Set of tasks >>
1/ From the Wendy Holden article, copy verbatim the passage beginning with the words containing "Her bestselling title" and ending with "Auschwitz in Poland.".
2/ Write what comes next in the Wendy Holden article, picking up right after its final line.

Selection >>
- Born: 1961 (age 64–65) Pinner, North London
- Other name: Taylor Holden
- Occupations: Author and journalist

= Wendy Holden (author, born 1961) =

British author and war correspondent

Wendy Holden (born 1961), also known as Taylor Holden, is an author, journalist and former war correspondent who has written more than forty books. She was born in Pinner, North London, and now lives in Suffolk, England.

Her bestselling title is Born Survivors: Three Young Mothers and Their Extraordinary Story of Courage, Defiance and Survival, a Goodreads finalist, published in over 20 countries. She is the ghostwriter of Captain Tom Moore's autobiography, Tomorrow Will Be A Good Day, published by Penguin Books on 17 September 2020. An audiobook edition is read by Sir Derek Jacobi.

==Publications==

===Novels===

- The Teacher of Auschwitz, based on an inspiring true story, published in 2025 by Zaffre UK, by Harper Collins US, by Edizioni Piemme as Il Maestro Invisibile in Italy, by Sonia Draga as Nauczyciel z Auschwitz in Poland.

Entries provided >>

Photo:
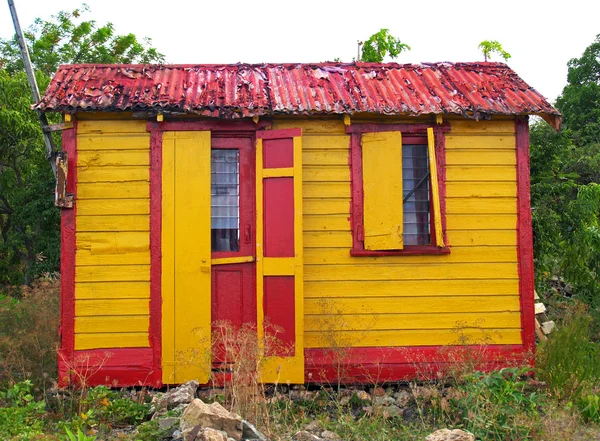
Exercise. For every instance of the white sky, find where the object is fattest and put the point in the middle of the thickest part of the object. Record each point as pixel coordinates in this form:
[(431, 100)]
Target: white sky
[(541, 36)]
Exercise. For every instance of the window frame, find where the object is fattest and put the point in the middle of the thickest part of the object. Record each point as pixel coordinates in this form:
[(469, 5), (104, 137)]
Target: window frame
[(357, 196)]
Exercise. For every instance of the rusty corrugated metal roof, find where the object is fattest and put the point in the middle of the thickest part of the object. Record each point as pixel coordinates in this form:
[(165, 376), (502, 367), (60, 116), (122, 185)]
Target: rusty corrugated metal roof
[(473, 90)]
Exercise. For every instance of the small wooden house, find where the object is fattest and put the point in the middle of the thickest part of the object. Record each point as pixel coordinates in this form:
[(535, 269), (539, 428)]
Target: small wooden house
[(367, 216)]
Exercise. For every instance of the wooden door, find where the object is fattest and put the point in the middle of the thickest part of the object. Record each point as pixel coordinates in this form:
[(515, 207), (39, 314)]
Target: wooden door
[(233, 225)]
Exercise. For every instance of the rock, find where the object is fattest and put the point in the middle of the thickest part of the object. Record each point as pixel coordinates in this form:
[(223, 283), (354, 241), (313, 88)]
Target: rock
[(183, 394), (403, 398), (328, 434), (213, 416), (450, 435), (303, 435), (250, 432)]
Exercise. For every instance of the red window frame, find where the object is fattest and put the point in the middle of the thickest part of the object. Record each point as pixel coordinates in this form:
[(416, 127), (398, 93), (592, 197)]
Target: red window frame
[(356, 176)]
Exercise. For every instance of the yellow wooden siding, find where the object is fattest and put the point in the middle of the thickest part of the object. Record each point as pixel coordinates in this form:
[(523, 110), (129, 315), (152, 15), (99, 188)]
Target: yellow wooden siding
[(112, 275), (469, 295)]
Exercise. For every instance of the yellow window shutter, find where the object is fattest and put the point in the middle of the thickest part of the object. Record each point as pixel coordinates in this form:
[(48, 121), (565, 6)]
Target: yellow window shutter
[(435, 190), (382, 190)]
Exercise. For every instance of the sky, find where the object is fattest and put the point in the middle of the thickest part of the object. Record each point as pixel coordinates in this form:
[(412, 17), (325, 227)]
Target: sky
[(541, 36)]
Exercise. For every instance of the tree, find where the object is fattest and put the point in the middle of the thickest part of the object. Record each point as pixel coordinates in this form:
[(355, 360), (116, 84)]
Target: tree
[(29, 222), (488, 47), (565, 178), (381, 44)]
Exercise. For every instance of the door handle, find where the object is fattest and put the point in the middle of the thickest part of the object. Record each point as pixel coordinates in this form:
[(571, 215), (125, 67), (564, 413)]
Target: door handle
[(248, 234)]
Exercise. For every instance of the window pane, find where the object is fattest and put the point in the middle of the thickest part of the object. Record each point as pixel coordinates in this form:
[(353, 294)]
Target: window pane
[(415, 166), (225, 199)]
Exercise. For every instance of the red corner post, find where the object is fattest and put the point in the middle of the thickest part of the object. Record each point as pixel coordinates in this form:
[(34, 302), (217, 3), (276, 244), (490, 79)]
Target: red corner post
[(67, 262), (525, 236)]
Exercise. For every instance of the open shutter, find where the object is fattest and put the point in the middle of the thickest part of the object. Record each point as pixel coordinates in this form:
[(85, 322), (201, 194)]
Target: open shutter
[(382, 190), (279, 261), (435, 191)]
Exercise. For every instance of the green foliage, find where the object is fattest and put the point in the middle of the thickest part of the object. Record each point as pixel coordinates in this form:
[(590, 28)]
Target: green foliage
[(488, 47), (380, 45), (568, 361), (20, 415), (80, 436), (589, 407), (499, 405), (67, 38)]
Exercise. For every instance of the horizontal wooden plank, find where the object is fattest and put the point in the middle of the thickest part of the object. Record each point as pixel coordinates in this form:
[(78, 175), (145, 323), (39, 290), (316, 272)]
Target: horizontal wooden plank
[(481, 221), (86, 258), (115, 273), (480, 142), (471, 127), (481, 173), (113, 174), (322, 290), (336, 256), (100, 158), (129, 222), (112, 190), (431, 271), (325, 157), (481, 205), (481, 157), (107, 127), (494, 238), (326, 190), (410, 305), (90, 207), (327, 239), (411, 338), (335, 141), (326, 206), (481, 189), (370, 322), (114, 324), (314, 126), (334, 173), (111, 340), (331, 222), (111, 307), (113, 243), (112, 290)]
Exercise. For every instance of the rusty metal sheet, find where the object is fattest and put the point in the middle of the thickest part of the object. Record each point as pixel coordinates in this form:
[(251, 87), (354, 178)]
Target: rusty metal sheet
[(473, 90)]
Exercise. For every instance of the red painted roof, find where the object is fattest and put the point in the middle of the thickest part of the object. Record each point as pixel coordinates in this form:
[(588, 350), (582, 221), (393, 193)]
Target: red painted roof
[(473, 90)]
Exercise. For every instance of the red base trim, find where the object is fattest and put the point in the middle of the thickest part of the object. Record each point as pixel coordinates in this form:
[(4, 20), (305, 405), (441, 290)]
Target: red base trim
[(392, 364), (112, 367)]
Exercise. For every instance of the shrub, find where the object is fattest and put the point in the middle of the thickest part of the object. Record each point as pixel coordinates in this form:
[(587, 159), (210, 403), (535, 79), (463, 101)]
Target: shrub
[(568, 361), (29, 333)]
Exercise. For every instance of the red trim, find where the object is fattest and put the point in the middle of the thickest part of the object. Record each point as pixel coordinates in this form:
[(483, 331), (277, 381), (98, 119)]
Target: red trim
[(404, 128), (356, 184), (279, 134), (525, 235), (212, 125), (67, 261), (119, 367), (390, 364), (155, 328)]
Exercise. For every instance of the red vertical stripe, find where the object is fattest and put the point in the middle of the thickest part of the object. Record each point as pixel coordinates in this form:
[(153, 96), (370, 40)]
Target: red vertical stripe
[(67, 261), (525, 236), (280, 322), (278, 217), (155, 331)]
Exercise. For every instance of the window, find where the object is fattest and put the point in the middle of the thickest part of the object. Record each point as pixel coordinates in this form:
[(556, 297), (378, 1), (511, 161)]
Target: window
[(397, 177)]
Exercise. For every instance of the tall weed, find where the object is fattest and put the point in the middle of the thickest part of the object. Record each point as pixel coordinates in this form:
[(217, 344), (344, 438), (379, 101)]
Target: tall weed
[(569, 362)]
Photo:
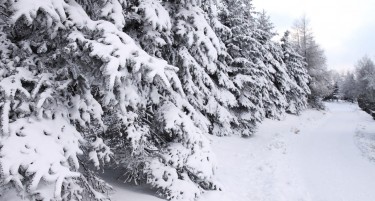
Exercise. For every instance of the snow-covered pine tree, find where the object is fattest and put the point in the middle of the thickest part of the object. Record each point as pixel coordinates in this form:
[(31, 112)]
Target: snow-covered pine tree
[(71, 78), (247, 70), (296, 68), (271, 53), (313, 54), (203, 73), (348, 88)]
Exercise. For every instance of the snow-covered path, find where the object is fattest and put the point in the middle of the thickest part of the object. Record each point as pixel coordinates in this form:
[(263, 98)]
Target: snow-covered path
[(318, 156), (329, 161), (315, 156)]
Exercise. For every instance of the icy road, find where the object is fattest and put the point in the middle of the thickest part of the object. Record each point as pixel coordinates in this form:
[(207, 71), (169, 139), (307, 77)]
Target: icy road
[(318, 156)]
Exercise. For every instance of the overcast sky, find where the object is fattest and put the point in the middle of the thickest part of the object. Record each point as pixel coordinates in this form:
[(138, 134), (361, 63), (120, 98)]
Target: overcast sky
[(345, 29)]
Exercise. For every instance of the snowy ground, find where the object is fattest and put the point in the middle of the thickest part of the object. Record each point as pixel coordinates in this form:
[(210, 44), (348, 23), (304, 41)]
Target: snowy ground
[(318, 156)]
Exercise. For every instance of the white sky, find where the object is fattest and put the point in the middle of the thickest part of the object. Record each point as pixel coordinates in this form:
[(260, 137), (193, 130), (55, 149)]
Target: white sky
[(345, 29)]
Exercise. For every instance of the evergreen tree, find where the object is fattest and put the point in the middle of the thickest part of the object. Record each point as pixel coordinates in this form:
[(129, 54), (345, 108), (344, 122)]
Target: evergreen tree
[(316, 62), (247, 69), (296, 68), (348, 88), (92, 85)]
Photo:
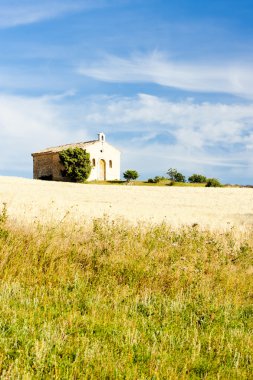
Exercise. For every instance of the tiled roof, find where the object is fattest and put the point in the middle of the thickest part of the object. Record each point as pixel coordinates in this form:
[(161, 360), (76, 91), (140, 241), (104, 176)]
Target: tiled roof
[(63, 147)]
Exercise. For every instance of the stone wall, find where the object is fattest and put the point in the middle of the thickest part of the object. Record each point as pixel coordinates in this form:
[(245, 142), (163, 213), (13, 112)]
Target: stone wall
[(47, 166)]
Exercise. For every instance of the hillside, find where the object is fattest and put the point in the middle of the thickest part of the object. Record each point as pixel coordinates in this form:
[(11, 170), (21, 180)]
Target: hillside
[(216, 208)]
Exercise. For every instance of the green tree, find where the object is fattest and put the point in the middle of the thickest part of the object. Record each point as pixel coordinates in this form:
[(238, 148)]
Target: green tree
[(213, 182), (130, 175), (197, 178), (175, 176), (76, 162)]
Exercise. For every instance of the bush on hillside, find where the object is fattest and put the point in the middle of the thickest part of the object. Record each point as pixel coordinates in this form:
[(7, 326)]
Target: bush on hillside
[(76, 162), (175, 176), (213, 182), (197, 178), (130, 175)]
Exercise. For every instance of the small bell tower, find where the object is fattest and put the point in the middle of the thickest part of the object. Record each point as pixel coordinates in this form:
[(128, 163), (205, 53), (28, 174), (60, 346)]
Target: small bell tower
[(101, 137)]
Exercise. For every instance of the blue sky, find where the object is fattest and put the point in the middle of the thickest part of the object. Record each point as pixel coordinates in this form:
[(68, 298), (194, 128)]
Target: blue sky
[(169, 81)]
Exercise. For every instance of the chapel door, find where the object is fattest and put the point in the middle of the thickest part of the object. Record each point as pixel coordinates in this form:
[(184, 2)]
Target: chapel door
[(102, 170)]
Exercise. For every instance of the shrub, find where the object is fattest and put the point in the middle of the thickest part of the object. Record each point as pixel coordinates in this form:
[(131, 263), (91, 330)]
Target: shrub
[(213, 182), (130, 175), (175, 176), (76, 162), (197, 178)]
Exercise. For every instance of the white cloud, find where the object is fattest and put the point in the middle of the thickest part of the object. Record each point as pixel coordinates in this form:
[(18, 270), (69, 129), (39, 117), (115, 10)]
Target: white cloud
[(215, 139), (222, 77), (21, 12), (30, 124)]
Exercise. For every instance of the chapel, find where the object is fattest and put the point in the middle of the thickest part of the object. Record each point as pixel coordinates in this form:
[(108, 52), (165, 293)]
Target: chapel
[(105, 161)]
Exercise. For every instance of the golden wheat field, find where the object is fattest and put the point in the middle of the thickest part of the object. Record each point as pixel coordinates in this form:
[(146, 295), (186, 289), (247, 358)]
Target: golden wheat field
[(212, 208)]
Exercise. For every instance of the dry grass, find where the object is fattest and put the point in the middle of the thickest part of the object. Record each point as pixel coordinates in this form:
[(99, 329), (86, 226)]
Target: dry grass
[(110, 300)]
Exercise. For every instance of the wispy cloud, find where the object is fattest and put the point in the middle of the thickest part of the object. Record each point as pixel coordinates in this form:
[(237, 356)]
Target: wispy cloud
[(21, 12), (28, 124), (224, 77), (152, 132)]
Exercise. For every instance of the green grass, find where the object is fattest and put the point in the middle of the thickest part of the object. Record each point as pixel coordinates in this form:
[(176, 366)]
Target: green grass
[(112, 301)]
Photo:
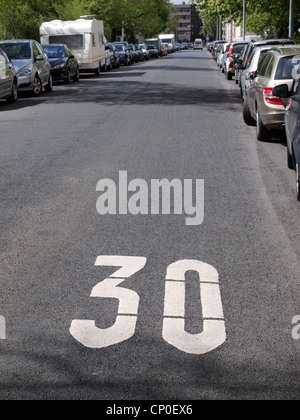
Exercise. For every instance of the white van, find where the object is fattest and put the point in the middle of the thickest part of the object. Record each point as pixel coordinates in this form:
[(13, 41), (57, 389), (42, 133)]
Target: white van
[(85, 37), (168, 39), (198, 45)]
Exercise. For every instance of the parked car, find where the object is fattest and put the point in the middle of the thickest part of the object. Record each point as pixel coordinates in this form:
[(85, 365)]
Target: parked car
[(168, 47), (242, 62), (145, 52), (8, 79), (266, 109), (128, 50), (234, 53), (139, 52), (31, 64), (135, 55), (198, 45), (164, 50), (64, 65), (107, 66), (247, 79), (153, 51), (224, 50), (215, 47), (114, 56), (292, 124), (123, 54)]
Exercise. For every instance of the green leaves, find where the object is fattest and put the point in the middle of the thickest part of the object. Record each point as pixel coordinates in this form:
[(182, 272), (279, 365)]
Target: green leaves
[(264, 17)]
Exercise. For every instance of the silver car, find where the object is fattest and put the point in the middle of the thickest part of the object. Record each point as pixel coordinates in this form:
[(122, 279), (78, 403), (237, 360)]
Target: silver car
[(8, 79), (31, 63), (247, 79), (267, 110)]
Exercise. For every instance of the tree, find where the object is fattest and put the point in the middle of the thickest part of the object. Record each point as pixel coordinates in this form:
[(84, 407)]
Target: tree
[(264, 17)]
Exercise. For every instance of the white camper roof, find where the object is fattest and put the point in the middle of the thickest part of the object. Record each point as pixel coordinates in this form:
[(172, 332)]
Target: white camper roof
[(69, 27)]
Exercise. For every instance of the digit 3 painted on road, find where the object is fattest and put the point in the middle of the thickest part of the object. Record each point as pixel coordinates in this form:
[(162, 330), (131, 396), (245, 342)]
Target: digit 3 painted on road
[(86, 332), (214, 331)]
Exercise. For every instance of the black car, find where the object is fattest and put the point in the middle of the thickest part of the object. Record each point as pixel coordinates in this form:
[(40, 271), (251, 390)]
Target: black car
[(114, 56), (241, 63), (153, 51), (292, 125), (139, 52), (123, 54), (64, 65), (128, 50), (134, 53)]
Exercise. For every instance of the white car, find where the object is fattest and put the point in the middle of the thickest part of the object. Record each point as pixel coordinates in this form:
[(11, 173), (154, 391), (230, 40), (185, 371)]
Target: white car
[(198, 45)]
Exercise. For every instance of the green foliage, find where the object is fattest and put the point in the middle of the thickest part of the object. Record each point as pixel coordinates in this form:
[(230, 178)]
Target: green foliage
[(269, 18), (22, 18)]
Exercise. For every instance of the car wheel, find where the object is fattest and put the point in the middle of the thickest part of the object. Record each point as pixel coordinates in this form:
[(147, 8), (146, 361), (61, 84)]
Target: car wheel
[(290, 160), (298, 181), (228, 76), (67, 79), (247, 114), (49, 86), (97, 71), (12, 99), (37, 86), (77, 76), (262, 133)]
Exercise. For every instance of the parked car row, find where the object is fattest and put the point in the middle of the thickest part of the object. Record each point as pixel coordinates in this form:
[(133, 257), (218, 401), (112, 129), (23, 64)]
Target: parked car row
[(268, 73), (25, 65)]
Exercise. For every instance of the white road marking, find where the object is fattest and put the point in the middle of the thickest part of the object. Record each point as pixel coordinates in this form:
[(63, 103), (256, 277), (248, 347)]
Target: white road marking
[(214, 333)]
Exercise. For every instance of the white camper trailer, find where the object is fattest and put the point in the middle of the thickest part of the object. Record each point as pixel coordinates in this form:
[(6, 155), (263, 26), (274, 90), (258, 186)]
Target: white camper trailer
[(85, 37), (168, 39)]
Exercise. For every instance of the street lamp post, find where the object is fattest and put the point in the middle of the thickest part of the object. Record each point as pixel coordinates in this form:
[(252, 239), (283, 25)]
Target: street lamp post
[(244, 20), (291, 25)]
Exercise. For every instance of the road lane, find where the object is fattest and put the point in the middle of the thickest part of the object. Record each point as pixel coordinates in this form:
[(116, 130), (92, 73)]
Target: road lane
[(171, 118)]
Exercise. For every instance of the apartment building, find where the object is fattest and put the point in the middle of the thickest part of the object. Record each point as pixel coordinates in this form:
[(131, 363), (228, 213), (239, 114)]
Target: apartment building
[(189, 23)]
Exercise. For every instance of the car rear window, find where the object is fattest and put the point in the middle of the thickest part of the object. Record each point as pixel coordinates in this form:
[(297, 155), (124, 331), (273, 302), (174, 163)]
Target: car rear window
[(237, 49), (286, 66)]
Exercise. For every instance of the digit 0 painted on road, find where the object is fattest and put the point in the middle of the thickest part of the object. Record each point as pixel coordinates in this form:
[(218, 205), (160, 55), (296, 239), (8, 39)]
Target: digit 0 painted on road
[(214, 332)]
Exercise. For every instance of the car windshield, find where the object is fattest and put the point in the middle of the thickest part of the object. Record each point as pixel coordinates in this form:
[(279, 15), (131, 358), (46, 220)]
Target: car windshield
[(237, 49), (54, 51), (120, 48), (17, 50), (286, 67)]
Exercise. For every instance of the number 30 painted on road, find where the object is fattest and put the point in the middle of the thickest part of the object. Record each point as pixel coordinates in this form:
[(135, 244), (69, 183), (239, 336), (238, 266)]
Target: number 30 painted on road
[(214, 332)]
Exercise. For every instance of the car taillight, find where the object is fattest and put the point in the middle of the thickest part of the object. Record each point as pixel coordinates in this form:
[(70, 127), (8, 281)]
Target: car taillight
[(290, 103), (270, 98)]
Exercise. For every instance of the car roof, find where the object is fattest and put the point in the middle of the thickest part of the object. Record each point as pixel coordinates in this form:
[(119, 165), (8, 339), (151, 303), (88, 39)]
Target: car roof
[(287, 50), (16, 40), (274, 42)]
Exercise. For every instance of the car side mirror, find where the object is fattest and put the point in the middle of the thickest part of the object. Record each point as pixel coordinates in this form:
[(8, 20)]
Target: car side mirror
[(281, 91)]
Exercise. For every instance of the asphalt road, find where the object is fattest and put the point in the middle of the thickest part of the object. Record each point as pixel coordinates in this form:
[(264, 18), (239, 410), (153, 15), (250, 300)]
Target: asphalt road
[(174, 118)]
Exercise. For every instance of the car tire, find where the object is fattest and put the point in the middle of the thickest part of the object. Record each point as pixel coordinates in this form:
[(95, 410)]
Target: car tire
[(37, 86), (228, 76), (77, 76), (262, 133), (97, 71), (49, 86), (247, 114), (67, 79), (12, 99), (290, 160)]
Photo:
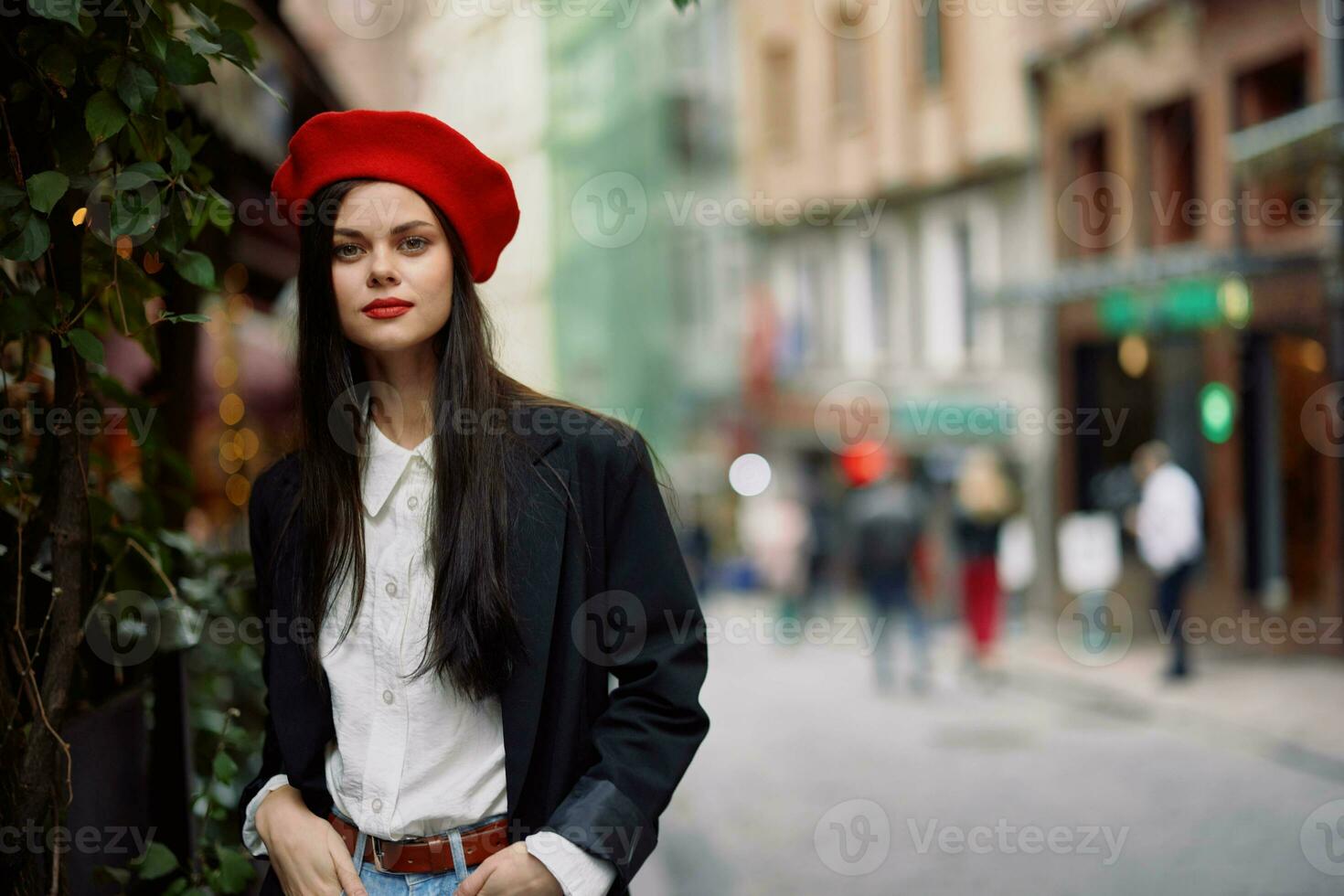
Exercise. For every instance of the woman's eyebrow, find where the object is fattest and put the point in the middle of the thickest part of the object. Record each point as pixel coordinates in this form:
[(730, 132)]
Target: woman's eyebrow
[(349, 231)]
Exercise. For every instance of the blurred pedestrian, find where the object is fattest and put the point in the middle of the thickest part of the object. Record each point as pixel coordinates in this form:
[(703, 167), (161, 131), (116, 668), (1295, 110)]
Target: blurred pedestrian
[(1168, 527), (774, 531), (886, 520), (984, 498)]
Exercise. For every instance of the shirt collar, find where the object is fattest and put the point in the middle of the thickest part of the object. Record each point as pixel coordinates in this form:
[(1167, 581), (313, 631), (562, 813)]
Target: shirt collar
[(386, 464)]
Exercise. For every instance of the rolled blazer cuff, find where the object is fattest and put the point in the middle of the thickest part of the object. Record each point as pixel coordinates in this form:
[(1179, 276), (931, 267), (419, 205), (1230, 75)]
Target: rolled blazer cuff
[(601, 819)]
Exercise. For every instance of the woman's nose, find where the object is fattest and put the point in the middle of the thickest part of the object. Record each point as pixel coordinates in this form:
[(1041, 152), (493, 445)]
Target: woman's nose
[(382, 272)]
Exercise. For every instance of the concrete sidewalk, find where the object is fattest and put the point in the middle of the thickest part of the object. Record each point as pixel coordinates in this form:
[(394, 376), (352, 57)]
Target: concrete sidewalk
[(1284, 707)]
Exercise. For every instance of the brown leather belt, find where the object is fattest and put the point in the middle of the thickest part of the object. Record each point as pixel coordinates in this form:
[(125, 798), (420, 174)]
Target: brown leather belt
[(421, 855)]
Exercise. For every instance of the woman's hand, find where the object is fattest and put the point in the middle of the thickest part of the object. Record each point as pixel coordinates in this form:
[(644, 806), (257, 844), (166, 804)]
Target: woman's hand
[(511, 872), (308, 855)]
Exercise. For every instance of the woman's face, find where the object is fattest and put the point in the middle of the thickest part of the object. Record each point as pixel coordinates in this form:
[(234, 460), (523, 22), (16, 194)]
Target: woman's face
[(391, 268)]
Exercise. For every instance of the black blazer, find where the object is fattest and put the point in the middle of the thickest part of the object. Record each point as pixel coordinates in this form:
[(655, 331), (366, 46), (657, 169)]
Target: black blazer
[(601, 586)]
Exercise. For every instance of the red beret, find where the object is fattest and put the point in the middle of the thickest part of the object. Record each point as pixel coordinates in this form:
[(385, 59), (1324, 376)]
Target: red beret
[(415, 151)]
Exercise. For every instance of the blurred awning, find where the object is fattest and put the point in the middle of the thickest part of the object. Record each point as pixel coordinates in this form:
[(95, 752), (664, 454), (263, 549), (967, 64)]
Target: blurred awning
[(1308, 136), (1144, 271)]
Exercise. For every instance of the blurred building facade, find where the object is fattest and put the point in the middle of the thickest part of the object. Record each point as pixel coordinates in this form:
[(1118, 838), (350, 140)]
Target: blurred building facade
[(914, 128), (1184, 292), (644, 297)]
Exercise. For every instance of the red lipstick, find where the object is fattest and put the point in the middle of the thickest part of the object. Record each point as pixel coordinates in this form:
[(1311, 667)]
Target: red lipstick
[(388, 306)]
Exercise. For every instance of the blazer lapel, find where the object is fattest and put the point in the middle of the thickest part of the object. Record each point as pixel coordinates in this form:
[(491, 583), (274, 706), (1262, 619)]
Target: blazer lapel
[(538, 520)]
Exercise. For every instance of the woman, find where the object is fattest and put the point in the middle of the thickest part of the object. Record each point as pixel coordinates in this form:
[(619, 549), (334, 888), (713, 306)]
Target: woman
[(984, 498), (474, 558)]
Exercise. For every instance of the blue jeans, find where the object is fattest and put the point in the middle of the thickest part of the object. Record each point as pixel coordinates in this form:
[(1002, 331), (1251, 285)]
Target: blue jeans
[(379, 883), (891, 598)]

Answers to the exercise >>
1/
Her bestselling title is Born Survivors: Three Young Mothers and Their Extraordinary Story of Courage, Defiance and Survival, a Goodreads finalist, published in over 20 countries. She is the ghostwriter of Captain Tom Moore's autobiography, Tomorrow Will Be A Good Day, published by Penguin Books on 17 September 2020. An audiobook edition is read by Sir Derek Jacobi.

==Publications==

===Novels===

- The Teacher of Auschwitz, based on an inspiring true story, published in 2025 by Zaffre UK, by Harper Collins US, by Edizioni Piemme as Il Maestro Invisibile in Italy, by Sonia Draga as Nauczyciel z Auschwitz in Poland.

2/
- The Sense of Paper: A Novel of Obsessions, about a former war correspondent running from the ghosts of her past, was published by Random House, New York in 2006 and as an e-book in 2013;
- Mr Scraps, 2013, a novella published as an ebook.
- The Cruelty of Beauty, about a female glassmaker in pre-revolution Czechoslovakia - published by Mlada Fronta in 2019 and as an ebook in English the same year.
- The novelisation of the film The Full Monty, which became an international bestseller in nine languages.

===Non-fiction titles===
- Her first book, Unlawful Carnal Knowledge, about the controversial Irish abortion case, was banned across Ireland;
- 10 Mindful Minutes: Giving Our Children and Ourselves the Social and Emotional Skills to Reduce Stress and Anxiety for Healthier, Happier Lives with Goldie Hawn, 2011, an international bestseller;
- Born Survivors: Three Young Mothers and Their Extraordinary Story of Courage, Defiance and Hope, published in 2015.
- Uggie, The Artist: My Story, 2012, a canine memoir published in five countries.
- Shell Shock: The Psychological Trauma of War, which accompanied a four-part television documentary for Channel 4.
- Shrink: The Diet for the Mind by Philippe Tahon

===Biographies===

- Intimate Audrey: An Authorized Biography, 2026, biography of Audrey Hepburn co-written with Sean Hepburn Ferrer
- Tomorrow Will Be A Good Day, 2020, memoir of Captain Sir Tom Moore, a number one Sunday Times bestseller
- Captain Tom's Life Lessons, 2021, by Captain Sir Tom Moore.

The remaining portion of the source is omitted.